*WHAT TO DO*.
Return every line of the listing below word for word, leaving out the pictures.
++++ INFORMATION SHOWN
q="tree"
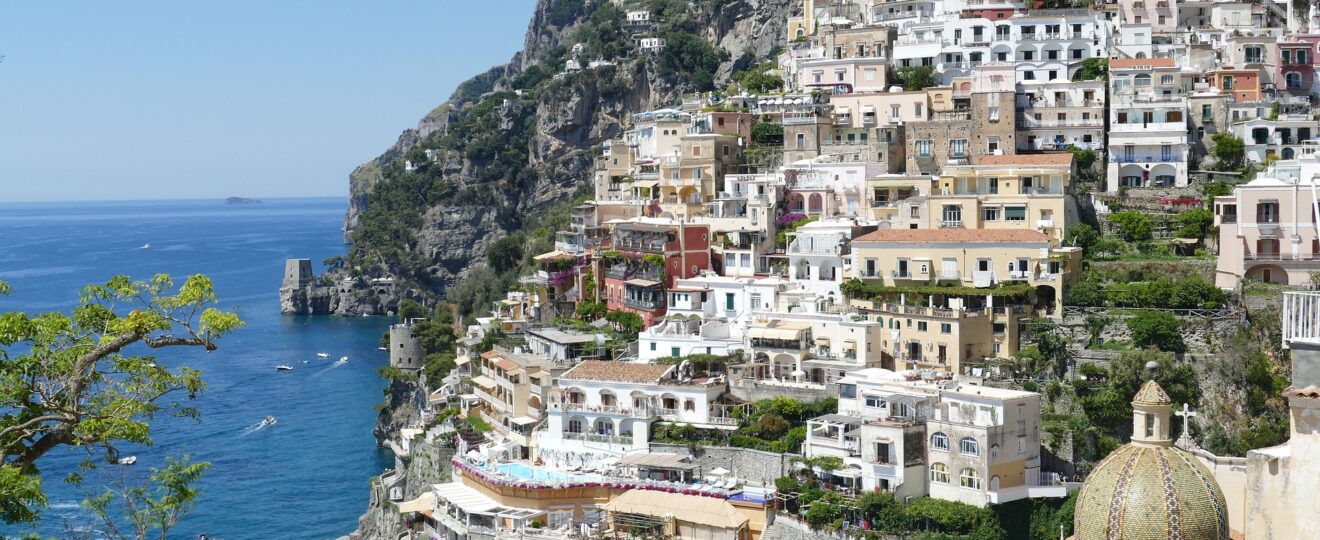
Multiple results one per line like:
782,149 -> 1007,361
1127,309 -> 1187,353
1173,209 -> 1214,239
0,275 -> 243,523
1064,223 -> 1100,250
894,66 -> 940,90
1210,132 -> 1246,170
83,456 -> 211,540
1073,58 -> 1109,81
1109,210 -> 1155,242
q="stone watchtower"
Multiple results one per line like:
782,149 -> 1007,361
280,259 -> 313,289
389,322 -> 425,370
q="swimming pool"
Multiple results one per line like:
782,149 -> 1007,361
495,463 -> 601,483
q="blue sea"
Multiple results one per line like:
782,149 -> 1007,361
0,198 -> 392,540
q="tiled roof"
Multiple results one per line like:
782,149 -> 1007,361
1109,58 -> 1173,69
1133,380 -> 1173,405
853,228 -> 1051,243
560,360 -> 673,383
978,152 -> 1072,165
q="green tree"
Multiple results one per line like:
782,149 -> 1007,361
892,66 -> 940,91
1127,309 -> 1187,353
1173,209 -> 1214,239
1210,131 -> 1246,170
1064,223 -> 1100,250
83,456 -> 211,540
1109,210 -> 1155,242
0,275 -> 243,523
1073,58 -> 1109,81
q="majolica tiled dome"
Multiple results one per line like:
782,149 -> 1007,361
1073,382 -> 1229,540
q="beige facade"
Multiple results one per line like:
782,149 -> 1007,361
1214,156 -> 1320,289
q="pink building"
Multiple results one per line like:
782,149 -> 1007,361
1214,152 -> 1320,289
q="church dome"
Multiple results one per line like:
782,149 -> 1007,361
1073,380 -> 1229,540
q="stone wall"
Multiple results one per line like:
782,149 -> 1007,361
651,442 -> 799,486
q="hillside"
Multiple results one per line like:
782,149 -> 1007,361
318,0 -> 793,314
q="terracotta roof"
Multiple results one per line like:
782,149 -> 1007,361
978,152 -> 1072,165
1109,58 -> 1173,69
853,228 -> 1051,243
560,360 -> 673,383
1133,380 -> 1173,405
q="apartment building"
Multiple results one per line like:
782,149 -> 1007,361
537,360 -> 738,457
1106,58 -> 1189,193
1214,149 -> 1320,289
906,91 -> 1018,174
803,368 -> 1050,507
1016,81 -> 1106,151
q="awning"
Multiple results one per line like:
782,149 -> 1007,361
432,482 -> 499,514
619,452 -> 696,469
399,491 -> 436,514
605,490 -> 747,529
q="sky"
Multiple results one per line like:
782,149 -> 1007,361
0,0 -> 535,202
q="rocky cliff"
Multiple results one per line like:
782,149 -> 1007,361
324,0 -> 792,313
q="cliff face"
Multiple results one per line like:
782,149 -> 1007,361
331,0 -> 791,312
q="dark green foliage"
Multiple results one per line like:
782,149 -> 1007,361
1127,310 -> 1187,353
1173,209 -> 1214,239
1109,210 -> 1155,242
890,66 -> 940,91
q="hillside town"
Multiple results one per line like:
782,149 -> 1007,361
356,0 -> 1320,540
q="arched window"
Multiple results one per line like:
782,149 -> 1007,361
931,463 -> 949,483
931,433 -> 949,452
958,469 -> 981,490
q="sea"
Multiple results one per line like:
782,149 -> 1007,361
0,198 -> 392,540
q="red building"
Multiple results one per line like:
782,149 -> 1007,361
599,218 -> 710,326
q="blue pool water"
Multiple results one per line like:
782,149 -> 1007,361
495,463 -> 601,483
0,198 -> 391,540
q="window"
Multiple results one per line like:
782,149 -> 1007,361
931,463 -> 949,483
958,467 -> 981,490
949,139 -> 968,157
916,139 -> 931,157
931,433 -> 949,452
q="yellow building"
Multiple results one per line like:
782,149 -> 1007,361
851,228 -> 1081,372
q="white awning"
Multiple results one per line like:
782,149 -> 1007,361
432,482 -> 499,514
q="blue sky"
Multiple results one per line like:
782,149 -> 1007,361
0,0 -> 535,202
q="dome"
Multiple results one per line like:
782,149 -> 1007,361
1073,382 -> 1229,540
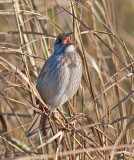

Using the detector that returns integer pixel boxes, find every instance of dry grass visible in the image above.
[0,0,134,160]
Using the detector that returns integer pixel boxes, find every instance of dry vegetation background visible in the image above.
[0,0,134,160]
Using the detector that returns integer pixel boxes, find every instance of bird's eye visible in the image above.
[58,38,62,43]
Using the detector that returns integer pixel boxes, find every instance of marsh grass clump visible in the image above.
[0,0,134,160]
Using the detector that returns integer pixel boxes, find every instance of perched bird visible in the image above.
[26,33,82,137]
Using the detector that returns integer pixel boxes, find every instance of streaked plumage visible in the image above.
[26,33,82,137]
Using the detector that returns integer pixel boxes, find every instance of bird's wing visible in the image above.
++++++++
*OUTPUT FOR THIS TASK*.
q="tree"
Multiple results one per line like:
782,149 -> 1007,361
1127,309 -> 1187,353
1173,209 -> 1214,239
0,275 -> 243,523
1064,223 -> 1100,250
894,66 -> 940,90
1210,132 -> 1246,170
83,456 -> 211,540
1073,58 -> 1109,81
1109,210 -> 1155,242
q="stone watchtower"
Multiple results one per line like:
782,149 -> 1007,361
280,259 -> 313,289
389,322 -> 425,370
q="swimming pool"
Multiple results one per line like:
782,149 -> 1007,361
495,463 -> 601,483
q="blue sea"
Multiple results one per line like:
782,149 -> 1007,361
0,198 -> 392,540
q="tiled roof"
Multiple results one per line like:
782,149 -> 1007,361
1109,58 -> 1173,69
1133,380 -> 1173,405
853,228 -> 1051,243
560,360 -> 673,383
978,152 -> 1072,165
q="green tree"
Multiple results one per line like:
782,149 -> 1007,361
892,66 -> 940,91
1127,309 -> 1187,353
1173,209 -> 1214,239
1210,131 -> 1246,170
1064,223 -> 1100,250
83,456 -> 211,540
1109,210 -> 1155,242
0,275 -> 243,523
1073,58 -> 1109,81
q="majolica tiled dome"
Multiple results one per line like:
782,149 -> 1007,361
1073,382 -> 1229,540
q="beige facade"
Multiple results one per line like:
782,149 -> 1007,361
1214,156 -> 1320,289
q="pink building"
Multiple results one per line like:
782,149 -> 1007,361
1214,152 -> 1320,289
q="church dome"
Multiple results one per line like:
782,149 -> 1007,361
1073,380 -> 1229,540
q="stone wall"
Multiple results one per line like:
782,149 -> 1007,361
651,442 -> 799,486
q="hillside"
Multiple results one per line like:
782,149 -> 1007,361
318,0 -> 793,314
q="terracotta roof"
Multiple results one per line like:
782,149 -> 1007,361
978,152 -> 1072,165
1109,58 -> 1173,69
853,228 -> 1051,243
560,360 -> 673,383
1133,380 -> 1173,405
q="apartment building"
Multiple results one per line like:
782,149 -> 1007,361
537,360 -> 738,457
1106,58 -> 1189,193
1214,149 -> 1320,289
906,91 -> 1018,174
803,368 -> 1050,507
1016,81 -> 1106,151
q="awning"
Multiple results one per line like:
782,149 -> 1007,361
432,482 -> 499,514
619,452 -> 696,469
399,491 -> 436,514
605,490 -> 747,529
q="sky"
Multiple results one per line like:
782,149 -> 1007,361
0,0 -> 535,202
q="rocky cliff"
Multiple results one per line like:
782,149 -> 1007,361
324,0 -> 792,313
q="cliff face"
Multiple results one per line like:
782,149 -> 1007,361
331,0 -> 791,312
q="dark green foliage"
Multiple results one per line like:
782,149 -> 1007,361
1127,310 -> 1187,353
1173,209 -> 1214,239
1109,210 -> 1155,242
890,66 -> 940,91
q="hillside town"
Multiple results one per line like:
782,149 -> 1007,361
356,0 -> 1320,540
q="arched window"
Multiple results one per line like:
782,149 -> 1007,361
931,463 -> 949,483
931,433 -> 949,452
958,469 -> 981,490
q="sea"
Multiple results one per line like:
782,149 -> 1007,361
0,198 -> 392,540
q="red building"
Multiple results one per line like:
782,149 -> 1007,361
599,218 -> 710,326
q="blue pool water"
Multiple results one per line like:
782,149 -> 1007,361
495,463 -> 601,483
0,198 -> 391,540
q="window"
Multiple results one per line like:
782,149 -> 1007,361
931,463 -> 949,483
958,467 -> 981,490
949,139 -> 968,157
916,139 -> 931,157
931,433 -> 949,452
q="yellow building"
Multiple results one per line like:
782,149 -> 1007,361
851,228 -> 1081,372
q="white awning"
Multiple results one per line like:
782,149 -> 1007,361
432,482 -> 499,514
q="blue sky"
Multiple results one per line like:
782,149 -> 1007,361
0,0 -> 535,202
q="dome"
Multiple results one per line like:
782,149 -> 1007,361
1073,382 -> 1229,540

Using the detector that returns integer pixel boxes, find every instance of dry grass visible in the image above.
[0,0,134,160]
Using the detector that returns integer pixel boxes, find every instance of dry vegetation background visible in the image above.
[0,0,134,160]
Using the detector that returns integer pixel boxes, find every instance of bird's eye visible in the image above.
[58,38,62,43]
Using the detector that returns integer pixel boxes, find every instance of marsh grass clump visible in the image above.
[0,0,134,160]
Using the detector that returns integer pixel boxes, find every instance of perched bird visible in the image above.
[26,33,82,137]
Using the detector that returns integer pixel boxes, find every instance of streaked plumage visible in the image above.
[26,33,82,137]
Using the detector that returns integer pixel boxes, find every instance of bird's wing visible in the image above.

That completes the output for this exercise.